Among the entries below, copy every line that carries the word "background".

------------------------------------

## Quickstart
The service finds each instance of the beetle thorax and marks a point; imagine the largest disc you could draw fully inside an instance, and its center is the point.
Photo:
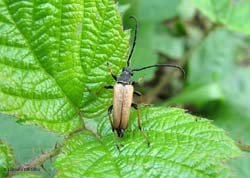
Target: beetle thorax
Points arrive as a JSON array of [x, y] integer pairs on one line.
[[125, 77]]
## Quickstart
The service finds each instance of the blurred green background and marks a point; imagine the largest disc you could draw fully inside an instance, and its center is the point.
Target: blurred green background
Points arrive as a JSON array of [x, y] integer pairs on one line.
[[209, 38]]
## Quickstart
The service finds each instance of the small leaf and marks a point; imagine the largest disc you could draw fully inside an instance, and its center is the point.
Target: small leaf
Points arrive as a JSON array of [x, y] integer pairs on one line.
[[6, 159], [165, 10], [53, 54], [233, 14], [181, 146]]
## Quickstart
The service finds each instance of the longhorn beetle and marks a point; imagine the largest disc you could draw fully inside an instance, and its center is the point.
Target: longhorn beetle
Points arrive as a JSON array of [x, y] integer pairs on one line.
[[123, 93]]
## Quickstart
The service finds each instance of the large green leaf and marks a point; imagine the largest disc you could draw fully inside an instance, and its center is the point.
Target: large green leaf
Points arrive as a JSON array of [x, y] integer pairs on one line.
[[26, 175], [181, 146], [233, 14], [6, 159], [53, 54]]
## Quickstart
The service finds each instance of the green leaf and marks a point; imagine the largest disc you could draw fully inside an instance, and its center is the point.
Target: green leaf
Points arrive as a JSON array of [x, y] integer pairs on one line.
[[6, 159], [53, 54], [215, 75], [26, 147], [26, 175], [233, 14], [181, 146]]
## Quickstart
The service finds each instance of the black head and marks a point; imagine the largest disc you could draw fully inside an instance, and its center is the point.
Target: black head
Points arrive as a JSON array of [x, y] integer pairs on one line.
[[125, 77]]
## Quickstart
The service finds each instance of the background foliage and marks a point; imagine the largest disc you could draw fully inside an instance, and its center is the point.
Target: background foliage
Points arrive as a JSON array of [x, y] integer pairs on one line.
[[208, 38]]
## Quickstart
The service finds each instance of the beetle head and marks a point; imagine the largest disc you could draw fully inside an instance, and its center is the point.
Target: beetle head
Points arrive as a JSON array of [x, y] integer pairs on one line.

------------------------------------

## TASK RESPONSE
The service finds each instance of the blurred green background and marks a point; imagine the largest disc you could draw fully inside an instance, and its center is the point.
Target: blurred green background
The service finds each instance of the background foliage and marks a point; imagine the largest disc you could draw fully inside an instance, and its center is the point.
Target: background foliage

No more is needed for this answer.